**The task**
Look for "below" in each line of the entries, and return the matching lines.

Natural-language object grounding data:
⟨

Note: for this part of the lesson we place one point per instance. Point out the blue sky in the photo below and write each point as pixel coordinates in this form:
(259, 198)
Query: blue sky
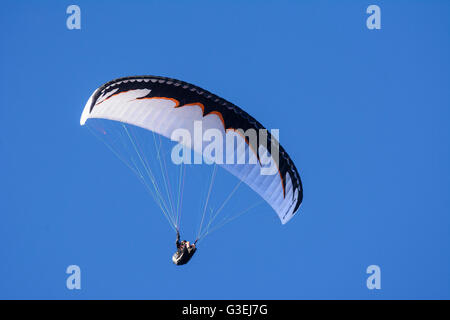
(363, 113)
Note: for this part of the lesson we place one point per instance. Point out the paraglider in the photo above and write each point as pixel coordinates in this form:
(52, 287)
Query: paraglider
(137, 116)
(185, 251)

⟩
⟨

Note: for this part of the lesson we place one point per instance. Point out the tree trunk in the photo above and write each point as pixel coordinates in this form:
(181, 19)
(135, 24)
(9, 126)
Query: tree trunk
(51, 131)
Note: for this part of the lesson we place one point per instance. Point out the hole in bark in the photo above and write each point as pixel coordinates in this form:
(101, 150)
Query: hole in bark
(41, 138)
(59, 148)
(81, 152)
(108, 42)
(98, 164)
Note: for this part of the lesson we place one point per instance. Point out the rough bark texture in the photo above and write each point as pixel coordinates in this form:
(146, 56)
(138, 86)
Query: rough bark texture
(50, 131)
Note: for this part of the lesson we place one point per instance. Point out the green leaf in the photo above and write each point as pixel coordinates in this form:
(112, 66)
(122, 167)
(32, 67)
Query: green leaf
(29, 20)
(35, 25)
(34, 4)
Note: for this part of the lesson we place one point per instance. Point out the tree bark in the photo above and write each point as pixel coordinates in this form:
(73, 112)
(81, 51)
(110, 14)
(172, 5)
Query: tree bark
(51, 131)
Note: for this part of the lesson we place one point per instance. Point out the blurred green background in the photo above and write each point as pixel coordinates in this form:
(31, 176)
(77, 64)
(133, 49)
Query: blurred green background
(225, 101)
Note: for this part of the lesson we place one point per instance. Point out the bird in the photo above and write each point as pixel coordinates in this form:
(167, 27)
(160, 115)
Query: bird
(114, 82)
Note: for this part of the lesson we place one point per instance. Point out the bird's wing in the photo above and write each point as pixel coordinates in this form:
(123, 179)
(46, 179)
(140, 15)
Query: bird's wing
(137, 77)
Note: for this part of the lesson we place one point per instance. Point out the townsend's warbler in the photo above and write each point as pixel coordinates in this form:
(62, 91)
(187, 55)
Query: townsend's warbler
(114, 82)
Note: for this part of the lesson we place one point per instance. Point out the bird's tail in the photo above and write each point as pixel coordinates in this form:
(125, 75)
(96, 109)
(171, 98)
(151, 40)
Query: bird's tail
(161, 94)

⟩
⟨

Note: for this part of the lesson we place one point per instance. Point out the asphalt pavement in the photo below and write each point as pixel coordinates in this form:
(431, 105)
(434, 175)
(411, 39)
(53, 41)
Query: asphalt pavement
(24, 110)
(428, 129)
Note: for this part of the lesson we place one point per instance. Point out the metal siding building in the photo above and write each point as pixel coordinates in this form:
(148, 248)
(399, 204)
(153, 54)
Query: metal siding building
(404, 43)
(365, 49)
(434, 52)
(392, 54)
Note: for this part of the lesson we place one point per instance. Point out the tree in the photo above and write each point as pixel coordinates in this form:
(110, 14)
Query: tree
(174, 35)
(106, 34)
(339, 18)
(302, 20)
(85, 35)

⟩

**Your response**
Note: for this part of the lesson we place one point per instance. Point out the blue sky in the photo below and write each point as pixel coordinates in this form:
Note: for this part of the lesson we place one point per instance. Point out the asphalt pavement in the photo below and write each point as pixel coordinates in this form:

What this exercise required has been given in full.